◆ TO DO ◆
Transcribe the entries verbatim, from their first line up to and including the line containing "positive clicks: (397, 13)".

RECORD EXCERPTS: Begin

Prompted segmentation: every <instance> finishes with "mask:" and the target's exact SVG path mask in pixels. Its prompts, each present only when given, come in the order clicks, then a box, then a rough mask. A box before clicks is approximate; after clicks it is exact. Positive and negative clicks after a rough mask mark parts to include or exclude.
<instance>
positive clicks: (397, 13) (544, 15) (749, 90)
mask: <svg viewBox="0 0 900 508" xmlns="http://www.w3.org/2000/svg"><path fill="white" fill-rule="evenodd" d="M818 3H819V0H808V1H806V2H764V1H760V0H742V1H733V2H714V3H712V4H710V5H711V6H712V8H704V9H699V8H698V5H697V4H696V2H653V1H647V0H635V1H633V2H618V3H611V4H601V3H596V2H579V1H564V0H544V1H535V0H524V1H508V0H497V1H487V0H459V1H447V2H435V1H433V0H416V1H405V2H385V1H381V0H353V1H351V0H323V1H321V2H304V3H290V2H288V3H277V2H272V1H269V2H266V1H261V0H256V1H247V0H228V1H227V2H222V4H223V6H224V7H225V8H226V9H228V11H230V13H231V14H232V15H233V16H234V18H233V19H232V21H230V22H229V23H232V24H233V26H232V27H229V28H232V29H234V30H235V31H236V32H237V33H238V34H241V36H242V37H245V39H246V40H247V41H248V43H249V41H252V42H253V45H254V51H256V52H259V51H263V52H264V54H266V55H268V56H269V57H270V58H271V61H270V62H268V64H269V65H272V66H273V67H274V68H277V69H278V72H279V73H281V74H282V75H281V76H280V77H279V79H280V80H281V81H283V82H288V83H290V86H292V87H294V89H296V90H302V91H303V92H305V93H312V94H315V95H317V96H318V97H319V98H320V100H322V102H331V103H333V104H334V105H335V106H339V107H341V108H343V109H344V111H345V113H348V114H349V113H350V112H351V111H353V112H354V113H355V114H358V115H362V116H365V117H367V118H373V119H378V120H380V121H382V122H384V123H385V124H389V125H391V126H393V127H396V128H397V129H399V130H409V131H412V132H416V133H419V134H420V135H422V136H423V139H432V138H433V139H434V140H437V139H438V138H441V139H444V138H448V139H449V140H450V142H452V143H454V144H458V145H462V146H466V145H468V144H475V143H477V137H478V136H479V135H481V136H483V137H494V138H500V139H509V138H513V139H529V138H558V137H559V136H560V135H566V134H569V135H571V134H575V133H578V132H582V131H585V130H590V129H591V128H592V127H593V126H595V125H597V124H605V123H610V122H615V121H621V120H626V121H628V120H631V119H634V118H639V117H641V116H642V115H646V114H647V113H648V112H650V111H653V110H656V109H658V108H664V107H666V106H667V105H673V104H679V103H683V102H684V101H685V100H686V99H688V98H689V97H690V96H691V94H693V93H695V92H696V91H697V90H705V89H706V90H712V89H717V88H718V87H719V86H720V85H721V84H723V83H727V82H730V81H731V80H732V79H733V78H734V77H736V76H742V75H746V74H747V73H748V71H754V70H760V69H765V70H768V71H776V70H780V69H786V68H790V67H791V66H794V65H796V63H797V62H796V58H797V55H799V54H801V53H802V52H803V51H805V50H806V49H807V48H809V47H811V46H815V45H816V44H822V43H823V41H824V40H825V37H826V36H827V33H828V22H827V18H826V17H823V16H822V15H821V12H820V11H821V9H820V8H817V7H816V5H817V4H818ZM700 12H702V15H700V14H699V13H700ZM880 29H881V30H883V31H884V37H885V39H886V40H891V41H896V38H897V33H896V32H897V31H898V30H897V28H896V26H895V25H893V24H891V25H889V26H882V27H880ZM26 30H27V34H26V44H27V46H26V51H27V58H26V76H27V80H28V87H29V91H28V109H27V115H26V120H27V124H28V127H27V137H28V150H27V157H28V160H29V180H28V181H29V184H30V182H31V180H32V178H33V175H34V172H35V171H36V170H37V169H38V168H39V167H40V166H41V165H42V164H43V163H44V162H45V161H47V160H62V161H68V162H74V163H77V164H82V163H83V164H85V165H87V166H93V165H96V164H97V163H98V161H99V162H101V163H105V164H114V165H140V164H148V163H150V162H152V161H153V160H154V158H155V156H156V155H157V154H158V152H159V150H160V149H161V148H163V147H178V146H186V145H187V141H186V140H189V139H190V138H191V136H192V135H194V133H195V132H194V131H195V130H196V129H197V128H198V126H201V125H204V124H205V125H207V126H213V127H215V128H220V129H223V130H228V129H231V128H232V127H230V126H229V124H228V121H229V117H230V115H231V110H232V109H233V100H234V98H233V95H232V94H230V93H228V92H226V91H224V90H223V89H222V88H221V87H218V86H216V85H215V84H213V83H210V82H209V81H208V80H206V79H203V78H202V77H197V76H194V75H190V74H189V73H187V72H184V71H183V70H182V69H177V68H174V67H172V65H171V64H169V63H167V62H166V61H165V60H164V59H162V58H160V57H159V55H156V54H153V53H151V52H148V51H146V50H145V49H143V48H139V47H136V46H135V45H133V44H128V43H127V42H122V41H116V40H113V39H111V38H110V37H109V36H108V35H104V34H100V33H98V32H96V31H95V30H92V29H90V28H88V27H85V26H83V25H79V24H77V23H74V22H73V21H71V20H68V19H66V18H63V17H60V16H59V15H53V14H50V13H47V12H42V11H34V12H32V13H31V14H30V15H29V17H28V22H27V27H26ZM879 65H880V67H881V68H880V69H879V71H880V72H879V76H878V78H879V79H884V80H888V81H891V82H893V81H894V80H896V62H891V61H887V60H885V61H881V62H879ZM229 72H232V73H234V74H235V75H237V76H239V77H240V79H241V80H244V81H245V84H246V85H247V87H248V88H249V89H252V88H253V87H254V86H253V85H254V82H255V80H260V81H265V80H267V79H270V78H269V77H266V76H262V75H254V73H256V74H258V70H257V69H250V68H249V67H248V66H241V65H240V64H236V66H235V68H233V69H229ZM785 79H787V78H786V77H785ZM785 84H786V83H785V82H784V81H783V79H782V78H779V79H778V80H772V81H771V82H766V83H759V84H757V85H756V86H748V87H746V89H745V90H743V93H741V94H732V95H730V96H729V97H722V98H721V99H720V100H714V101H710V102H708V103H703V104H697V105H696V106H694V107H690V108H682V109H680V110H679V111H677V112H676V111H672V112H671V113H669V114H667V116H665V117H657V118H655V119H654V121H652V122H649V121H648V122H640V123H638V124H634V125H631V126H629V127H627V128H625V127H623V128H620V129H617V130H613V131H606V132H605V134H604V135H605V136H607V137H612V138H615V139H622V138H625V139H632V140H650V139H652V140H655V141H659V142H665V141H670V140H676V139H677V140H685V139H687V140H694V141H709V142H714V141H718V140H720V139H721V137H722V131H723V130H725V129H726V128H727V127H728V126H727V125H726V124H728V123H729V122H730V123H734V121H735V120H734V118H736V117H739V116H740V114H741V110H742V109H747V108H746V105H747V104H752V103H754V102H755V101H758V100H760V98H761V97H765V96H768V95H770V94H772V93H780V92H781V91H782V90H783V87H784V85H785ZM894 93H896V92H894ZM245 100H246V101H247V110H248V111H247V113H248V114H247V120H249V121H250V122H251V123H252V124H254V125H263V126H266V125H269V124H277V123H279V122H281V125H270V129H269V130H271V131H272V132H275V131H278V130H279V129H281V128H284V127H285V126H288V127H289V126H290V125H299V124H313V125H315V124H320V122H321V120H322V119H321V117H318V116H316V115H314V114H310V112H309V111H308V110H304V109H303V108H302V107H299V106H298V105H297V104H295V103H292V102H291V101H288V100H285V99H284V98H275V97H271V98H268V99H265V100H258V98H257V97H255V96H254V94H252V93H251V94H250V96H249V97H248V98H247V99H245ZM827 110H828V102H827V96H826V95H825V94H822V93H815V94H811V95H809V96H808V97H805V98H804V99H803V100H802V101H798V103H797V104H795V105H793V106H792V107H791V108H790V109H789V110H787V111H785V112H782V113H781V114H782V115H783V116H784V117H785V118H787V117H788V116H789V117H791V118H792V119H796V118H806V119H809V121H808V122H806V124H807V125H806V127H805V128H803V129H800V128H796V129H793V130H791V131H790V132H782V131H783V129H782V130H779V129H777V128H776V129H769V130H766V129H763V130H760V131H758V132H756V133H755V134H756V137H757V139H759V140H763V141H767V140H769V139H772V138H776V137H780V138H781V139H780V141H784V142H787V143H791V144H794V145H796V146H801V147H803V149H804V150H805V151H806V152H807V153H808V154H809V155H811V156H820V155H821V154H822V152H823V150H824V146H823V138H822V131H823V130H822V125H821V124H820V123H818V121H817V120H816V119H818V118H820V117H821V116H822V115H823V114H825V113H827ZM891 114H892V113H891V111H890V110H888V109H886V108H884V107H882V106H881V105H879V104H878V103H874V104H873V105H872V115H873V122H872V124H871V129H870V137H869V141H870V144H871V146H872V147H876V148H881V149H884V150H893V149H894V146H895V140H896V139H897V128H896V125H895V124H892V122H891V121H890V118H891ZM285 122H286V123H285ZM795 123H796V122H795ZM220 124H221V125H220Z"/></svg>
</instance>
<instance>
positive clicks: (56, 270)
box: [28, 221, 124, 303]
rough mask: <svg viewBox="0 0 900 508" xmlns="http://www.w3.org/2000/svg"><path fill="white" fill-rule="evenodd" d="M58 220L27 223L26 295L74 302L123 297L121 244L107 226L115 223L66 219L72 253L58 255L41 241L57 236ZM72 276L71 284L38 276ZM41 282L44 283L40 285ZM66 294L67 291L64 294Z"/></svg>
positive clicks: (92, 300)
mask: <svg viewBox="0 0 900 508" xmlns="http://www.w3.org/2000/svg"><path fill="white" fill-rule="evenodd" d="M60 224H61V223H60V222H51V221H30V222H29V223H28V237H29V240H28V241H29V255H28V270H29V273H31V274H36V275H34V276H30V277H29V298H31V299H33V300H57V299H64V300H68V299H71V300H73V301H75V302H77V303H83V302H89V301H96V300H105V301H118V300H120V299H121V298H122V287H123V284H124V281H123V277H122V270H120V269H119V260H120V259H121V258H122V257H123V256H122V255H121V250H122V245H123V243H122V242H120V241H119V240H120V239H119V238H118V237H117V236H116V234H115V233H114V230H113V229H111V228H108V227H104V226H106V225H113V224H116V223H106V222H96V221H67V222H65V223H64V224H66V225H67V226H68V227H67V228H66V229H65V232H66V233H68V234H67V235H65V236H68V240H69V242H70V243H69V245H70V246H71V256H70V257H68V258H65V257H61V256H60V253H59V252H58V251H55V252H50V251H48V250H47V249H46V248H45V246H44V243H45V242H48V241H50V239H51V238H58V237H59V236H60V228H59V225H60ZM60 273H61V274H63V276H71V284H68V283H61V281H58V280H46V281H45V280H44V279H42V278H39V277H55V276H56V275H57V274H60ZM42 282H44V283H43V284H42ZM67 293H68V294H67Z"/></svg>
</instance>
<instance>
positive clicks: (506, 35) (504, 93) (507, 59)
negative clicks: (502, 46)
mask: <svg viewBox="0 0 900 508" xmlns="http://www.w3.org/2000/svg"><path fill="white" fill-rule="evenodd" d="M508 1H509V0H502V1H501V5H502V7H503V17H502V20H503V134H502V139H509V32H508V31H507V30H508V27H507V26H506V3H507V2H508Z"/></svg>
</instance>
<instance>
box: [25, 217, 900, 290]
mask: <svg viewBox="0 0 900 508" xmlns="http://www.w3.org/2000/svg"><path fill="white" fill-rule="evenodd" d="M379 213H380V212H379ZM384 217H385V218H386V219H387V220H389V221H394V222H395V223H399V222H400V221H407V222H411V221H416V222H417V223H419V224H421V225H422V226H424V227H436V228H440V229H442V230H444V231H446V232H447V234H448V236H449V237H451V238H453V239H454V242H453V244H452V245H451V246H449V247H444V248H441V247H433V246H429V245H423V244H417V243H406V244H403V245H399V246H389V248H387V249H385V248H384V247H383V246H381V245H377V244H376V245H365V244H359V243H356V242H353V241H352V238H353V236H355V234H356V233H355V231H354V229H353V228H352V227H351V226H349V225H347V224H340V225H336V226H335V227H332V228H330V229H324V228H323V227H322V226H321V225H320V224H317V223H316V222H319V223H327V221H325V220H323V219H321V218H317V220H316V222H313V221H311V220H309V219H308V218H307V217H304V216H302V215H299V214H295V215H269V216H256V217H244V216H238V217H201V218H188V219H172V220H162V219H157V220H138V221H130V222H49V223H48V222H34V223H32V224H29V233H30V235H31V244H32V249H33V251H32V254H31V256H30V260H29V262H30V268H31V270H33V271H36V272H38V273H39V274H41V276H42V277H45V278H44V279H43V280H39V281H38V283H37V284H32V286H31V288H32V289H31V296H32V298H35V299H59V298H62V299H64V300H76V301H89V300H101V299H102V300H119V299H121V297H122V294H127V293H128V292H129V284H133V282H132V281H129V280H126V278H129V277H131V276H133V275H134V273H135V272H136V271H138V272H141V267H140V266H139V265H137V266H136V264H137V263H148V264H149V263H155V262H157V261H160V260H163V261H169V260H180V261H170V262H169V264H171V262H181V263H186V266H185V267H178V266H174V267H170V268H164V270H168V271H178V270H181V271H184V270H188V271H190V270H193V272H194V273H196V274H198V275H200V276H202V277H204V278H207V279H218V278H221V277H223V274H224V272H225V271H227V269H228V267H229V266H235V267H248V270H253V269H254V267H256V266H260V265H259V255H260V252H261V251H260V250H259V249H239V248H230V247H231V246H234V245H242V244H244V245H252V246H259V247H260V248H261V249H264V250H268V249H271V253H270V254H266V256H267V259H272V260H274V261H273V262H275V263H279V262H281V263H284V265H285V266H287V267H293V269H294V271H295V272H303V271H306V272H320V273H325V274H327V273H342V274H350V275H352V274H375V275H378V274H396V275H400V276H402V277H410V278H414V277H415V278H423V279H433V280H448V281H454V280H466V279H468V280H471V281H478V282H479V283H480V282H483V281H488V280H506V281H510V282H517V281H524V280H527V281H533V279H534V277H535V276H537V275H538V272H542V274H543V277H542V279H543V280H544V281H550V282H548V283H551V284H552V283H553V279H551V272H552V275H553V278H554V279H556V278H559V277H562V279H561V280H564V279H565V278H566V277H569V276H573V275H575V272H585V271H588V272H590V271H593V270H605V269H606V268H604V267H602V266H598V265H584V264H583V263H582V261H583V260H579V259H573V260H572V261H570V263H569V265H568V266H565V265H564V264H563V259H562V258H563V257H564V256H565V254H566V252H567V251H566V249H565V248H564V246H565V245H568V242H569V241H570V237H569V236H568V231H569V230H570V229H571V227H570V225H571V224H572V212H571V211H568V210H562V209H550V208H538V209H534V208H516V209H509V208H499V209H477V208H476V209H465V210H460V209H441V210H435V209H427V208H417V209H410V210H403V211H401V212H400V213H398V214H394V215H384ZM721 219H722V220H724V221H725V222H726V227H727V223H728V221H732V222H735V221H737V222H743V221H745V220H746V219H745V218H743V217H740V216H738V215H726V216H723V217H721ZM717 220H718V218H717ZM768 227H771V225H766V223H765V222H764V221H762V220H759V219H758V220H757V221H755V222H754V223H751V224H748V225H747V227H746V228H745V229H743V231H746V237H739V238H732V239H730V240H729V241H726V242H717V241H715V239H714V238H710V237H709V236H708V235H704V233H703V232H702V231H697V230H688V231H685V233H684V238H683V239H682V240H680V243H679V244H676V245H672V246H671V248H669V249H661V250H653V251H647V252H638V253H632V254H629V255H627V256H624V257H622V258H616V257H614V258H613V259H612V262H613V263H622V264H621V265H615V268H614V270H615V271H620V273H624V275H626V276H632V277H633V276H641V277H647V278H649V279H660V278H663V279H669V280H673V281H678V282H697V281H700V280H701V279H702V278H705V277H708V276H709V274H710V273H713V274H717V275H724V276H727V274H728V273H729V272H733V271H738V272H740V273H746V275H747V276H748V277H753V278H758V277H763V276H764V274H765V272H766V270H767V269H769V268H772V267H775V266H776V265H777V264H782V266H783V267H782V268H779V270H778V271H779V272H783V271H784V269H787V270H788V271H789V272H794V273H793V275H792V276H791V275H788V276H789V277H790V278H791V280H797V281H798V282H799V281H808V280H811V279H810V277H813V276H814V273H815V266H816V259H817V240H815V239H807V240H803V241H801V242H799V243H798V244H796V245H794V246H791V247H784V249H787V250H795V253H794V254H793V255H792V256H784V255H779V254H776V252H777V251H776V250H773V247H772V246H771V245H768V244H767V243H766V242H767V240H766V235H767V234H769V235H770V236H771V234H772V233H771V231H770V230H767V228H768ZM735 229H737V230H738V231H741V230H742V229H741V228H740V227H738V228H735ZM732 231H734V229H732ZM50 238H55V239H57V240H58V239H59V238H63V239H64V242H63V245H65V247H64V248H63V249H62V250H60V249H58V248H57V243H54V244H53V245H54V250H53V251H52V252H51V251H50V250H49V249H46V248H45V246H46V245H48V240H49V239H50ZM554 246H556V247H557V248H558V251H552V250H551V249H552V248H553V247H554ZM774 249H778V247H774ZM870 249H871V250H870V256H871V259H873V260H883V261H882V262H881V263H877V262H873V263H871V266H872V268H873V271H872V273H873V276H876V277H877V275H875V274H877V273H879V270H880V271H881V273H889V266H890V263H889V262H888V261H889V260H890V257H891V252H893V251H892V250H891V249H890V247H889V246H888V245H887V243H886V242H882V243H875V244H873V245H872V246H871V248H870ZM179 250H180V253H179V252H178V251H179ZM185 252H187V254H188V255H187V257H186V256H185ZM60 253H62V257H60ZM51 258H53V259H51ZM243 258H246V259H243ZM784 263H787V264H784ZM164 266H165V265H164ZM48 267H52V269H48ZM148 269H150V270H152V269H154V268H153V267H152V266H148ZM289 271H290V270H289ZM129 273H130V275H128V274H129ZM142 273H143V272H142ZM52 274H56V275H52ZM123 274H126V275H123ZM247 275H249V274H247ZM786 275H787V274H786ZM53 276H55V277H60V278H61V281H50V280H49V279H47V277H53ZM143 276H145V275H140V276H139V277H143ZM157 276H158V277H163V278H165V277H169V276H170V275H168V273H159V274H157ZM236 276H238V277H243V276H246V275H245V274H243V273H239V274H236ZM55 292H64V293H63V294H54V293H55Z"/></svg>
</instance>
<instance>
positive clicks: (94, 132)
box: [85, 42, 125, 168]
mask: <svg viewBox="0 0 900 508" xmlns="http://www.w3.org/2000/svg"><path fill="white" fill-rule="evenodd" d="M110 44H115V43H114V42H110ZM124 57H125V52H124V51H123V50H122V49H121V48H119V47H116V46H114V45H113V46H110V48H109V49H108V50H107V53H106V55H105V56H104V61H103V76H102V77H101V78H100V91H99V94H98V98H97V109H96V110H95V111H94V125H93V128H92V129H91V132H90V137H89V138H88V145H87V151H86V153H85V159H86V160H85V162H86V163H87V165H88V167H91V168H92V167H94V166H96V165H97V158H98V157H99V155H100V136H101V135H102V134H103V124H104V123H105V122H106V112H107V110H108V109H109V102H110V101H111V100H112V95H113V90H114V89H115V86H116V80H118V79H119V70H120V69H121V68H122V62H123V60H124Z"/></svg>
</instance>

RECORD EXCERPTS: End

◆ SOLUTION BELOW ◆
Prompted segmentation: every <instance> finishes with "mask:" and the target's exact SVG path mask in pixels. Its prompts, each present only when given, come in the order clicks, then a box, then a rough mask. A box before clicks is approximate; after clicks it is exact. Positive and negative clicks after a rough mask mark parts to include or exclude.
<instance>
positive clicks: (397, 13) (544, 15) (749, 90)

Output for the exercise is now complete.